» **Task to complete**
Your answer should be every line of the records that contains the word "door", copied as it stands.

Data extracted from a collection

* * * * * * *

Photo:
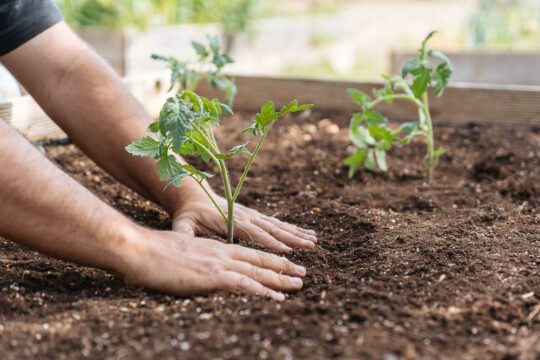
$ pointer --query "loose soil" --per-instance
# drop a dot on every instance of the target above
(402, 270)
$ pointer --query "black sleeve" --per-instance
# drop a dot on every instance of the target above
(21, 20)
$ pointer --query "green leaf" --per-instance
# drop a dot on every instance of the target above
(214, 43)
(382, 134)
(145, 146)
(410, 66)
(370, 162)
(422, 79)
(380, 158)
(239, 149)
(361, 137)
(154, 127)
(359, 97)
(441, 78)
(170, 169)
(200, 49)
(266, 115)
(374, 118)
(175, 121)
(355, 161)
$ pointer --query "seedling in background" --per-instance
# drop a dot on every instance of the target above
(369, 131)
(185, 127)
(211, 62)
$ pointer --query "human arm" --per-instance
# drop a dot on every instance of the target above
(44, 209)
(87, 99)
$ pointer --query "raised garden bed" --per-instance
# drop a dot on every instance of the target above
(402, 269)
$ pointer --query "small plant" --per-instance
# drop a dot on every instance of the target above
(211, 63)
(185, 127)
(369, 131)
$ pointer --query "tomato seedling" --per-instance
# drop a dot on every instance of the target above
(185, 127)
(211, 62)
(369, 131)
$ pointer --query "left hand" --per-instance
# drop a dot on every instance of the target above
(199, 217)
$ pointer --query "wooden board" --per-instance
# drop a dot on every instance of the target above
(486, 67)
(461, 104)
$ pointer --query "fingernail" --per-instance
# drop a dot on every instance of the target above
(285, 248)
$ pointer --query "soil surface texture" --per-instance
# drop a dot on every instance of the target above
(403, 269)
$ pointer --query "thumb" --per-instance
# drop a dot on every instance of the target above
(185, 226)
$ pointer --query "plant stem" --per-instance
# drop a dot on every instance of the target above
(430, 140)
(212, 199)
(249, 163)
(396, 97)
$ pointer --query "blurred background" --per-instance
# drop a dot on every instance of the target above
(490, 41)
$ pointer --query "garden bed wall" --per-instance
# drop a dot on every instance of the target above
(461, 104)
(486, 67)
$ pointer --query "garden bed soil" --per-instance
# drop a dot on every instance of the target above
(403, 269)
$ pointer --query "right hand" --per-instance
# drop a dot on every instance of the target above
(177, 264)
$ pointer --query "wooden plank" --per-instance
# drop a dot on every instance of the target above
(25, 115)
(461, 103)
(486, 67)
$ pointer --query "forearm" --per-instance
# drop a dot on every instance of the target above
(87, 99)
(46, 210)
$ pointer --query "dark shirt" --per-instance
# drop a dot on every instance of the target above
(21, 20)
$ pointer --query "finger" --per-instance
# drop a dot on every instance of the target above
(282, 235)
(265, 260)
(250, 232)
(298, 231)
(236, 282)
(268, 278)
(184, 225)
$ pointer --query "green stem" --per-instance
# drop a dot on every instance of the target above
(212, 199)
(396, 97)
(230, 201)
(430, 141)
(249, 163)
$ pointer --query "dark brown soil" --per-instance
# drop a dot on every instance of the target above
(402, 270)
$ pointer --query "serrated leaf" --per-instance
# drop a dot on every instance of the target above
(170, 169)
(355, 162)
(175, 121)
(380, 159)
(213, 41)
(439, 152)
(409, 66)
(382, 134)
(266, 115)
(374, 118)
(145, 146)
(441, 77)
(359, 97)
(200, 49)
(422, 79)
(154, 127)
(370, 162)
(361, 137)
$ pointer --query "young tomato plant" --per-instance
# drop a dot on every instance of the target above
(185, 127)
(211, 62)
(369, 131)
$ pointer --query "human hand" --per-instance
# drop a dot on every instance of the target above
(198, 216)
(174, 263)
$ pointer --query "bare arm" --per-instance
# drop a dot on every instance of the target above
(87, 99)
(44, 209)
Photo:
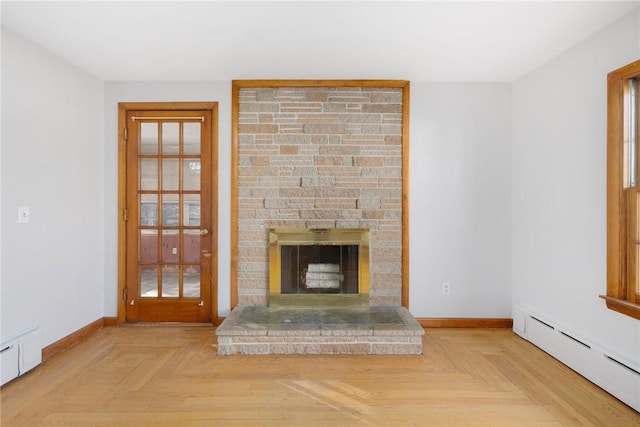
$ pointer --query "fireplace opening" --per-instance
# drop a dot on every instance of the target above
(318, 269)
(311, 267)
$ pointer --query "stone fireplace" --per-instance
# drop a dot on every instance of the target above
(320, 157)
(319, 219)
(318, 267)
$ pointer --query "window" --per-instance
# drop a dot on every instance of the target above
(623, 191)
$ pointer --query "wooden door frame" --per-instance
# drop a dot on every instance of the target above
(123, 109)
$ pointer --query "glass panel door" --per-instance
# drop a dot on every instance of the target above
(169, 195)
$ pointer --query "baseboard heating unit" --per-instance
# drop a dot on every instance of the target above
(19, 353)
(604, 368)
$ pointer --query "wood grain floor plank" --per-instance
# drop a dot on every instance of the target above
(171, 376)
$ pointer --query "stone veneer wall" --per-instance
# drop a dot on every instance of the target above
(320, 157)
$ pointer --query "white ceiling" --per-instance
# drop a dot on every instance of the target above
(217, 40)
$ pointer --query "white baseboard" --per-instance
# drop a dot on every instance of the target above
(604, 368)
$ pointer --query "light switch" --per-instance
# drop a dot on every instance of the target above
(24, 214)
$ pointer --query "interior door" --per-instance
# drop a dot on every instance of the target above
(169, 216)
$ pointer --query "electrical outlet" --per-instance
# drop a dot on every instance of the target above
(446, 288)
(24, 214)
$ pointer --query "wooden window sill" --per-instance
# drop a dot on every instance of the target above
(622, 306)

* * * * * * *

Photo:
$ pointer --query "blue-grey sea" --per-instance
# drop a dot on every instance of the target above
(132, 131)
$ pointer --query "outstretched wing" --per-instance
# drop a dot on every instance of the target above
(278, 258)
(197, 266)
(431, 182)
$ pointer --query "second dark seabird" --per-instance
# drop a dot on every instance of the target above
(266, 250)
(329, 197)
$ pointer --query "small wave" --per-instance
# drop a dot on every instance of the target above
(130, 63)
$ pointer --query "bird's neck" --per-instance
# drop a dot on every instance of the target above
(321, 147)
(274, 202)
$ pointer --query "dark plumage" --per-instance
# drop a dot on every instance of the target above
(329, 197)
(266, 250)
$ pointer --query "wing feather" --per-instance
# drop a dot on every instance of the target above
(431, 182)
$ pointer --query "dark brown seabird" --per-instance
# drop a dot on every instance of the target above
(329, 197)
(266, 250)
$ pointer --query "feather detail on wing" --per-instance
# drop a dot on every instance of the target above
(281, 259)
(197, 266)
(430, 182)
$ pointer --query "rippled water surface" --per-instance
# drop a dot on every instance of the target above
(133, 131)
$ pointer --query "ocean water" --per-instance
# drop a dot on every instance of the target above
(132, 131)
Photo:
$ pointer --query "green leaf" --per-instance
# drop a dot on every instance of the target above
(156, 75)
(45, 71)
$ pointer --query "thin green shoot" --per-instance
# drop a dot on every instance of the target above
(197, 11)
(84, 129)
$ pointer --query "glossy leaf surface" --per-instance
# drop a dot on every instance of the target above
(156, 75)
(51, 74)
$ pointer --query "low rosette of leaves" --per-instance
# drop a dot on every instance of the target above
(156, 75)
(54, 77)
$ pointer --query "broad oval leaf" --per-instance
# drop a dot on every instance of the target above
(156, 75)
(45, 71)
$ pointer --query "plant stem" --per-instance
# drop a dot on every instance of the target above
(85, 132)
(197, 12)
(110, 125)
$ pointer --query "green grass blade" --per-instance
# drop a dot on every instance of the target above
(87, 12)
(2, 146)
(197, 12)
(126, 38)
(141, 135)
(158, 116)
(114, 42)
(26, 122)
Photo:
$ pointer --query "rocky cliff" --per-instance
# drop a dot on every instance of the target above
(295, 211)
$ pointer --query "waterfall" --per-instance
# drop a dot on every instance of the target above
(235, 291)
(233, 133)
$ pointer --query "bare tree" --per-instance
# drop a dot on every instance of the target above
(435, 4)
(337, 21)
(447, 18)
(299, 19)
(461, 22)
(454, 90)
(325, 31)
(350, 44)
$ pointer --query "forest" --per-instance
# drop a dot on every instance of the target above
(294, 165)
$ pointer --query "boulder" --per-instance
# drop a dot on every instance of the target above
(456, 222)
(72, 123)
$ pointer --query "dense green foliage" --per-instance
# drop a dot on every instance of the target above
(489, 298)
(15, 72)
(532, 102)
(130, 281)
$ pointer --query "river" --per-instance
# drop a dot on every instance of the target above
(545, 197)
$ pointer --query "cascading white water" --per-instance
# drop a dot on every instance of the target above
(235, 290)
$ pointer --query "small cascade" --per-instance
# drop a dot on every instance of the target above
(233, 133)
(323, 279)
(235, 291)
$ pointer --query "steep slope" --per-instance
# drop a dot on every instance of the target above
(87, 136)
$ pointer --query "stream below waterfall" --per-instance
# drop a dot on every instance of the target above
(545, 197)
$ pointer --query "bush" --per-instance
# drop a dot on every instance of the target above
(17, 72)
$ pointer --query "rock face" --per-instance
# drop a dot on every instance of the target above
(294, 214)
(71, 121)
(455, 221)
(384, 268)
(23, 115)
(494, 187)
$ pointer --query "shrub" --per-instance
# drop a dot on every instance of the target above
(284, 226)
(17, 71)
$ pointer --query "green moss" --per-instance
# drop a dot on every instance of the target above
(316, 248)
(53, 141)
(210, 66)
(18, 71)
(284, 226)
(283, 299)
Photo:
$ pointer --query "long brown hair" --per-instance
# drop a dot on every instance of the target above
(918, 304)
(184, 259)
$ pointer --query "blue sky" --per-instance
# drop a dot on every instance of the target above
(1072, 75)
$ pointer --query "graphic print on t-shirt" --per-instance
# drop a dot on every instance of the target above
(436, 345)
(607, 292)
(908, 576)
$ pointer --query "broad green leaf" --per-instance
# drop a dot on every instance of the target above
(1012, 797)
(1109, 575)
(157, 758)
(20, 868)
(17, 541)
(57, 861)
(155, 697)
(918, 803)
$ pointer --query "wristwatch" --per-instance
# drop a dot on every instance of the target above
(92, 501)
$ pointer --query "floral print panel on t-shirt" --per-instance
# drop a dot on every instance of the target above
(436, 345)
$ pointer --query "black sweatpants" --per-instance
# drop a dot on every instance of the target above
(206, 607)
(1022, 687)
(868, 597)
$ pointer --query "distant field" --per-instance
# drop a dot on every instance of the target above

* * * * * * *

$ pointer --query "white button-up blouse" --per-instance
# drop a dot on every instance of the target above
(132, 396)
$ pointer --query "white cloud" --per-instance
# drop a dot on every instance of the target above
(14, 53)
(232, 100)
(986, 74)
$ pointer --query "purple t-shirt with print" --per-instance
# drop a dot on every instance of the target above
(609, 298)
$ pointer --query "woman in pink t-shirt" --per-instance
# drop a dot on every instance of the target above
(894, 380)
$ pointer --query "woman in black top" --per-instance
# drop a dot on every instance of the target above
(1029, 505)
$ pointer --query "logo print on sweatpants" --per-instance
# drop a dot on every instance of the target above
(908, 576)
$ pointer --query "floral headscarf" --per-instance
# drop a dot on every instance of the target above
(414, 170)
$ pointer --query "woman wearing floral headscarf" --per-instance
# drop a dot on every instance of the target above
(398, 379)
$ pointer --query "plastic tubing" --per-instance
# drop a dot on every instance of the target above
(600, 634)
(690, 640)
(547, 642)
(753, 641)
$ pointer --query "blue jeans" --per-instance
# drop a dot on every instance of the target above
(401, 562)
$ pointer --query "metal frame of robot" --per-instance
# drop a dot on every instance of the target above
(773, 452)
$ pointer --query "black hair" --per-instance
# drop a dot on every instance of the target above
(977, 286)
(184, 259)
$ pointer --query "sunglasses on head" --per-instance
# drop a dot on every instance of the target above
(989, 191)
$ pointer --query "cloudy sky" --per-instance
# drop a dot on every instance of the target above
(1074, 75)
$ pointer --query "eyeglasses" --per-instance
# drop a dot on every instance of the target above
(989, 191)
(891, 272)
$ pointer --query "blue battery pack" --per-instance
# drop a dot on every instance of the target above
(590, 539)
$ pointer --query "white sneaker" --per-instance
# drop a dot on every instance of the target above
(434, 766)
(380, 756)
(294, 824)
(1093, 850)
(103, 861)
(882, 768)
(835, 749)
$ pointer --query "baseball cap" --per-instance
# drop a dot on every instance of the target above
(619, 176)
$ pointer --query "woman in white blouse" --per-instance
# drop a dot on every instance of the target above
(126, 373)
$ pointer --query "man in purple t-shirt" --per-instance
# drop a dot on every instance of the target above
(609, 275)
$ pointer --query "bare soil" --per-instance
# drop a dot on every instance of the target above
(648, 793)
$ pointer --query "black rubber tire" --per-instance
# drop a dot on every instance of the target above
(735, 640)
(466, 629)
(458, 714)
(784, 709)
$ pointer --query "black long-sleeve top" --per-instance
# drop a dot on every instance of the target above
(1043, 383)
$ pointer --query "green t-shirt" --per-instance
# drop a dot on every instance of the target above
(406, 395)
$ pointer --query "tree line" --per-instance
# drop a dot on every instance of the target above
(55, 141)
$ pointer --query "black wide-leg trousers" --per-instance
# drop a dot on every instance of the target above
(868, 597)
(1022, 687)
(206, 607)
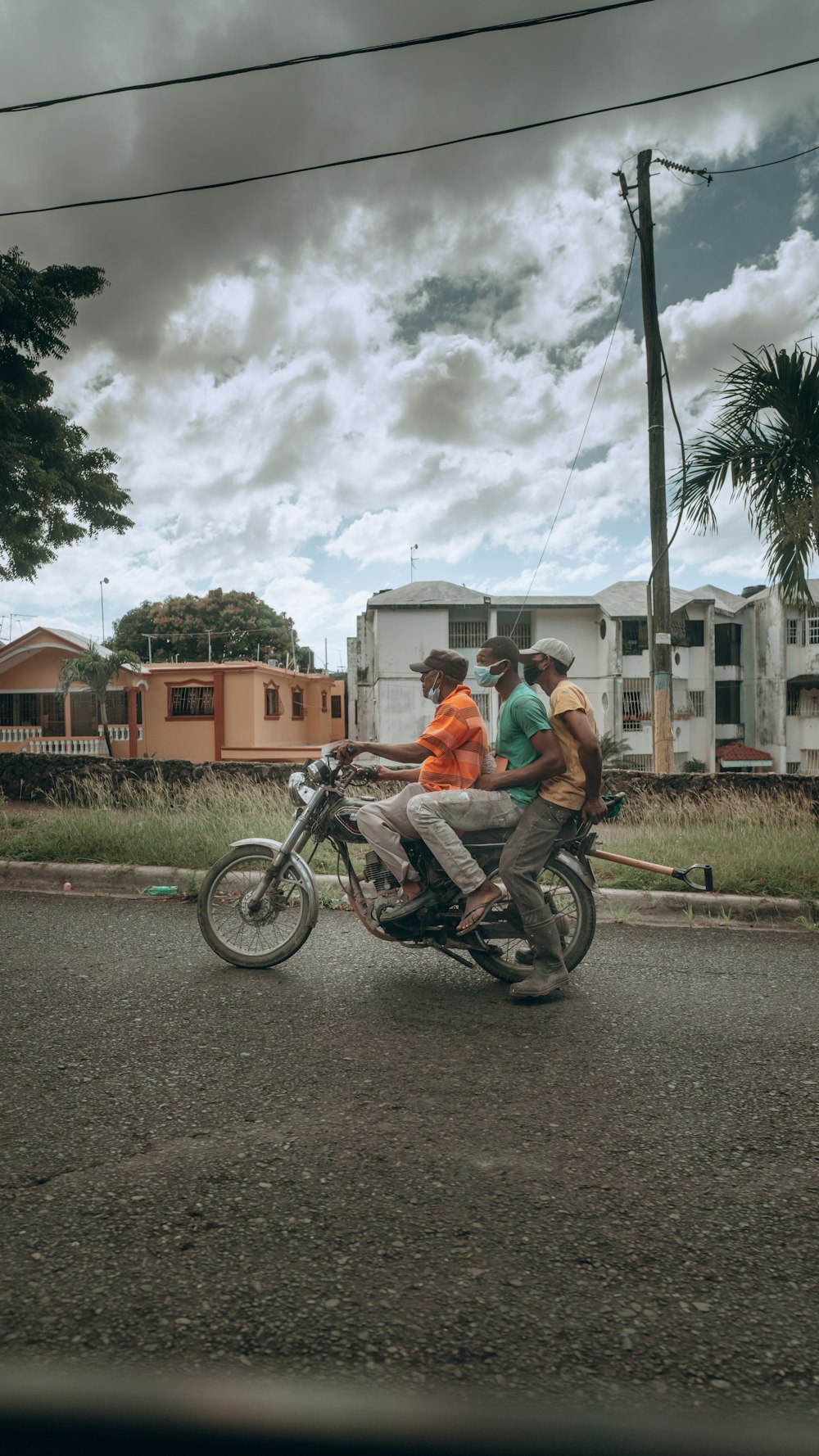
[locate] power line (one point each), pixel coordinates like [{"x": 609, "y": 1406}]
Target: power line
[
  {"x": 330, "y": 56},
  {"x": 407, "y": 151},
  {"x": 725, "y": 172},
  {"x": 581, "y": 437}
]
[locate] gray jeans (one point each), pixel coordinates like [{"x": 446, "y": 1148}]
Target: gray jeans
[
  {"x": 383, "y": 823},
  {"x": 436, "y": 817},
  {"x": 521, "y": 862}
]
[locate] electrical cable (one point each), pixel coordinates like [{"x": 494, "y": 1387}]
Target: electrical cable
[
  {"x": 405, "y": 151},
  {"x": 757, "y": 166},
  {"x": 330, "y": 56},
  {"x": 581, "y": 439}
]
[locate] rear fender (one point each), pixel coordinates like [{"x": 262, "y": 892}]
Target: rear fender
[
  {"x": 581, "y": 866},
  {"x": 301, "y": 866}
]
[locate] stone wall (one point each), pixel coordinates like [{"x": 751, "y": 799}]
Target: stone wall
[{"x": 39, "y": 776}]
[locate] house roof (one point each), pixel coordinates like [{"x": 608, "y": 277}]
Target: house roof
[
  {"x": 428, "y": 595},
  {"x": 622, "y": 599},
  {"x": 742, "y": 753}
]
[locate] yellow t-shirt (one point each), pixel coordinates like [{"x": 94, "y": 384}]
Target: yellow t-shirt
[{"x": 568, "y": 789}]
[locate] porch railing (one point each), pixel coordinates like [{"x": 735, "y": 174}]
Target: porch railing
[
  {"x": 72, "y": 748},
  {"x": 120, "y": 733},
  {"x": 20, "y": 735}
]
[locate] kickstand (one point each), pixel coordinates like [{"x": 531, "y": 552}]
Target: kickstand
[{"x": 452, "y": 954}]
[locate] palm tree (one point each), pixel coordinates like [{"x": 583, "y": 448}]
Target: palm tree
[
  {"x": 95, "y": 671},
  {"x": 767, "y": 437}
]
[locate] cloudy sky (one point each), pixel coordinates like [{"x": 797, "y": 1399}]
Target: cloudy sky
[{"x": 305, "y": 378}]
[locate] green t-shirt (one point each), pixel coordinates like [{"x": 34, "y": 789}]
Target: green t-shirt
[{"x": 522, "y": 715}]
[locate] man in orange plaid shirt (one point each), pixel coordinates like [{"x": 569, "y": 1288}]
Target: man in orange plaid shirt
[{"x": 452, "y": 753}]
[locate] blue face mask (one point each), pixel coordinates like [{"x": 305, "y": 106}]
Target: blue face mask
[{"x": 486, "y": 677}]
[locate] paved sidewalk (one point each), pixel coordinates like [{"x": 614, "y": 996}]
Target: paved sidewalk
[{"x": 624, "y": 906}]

* * * * * * *

» **Task response**
$ pointer --query "wooden door frame" --per-instance
$ pointer --query "glass panel door" --per-instance
$ pointer --query "interior door" --per-instance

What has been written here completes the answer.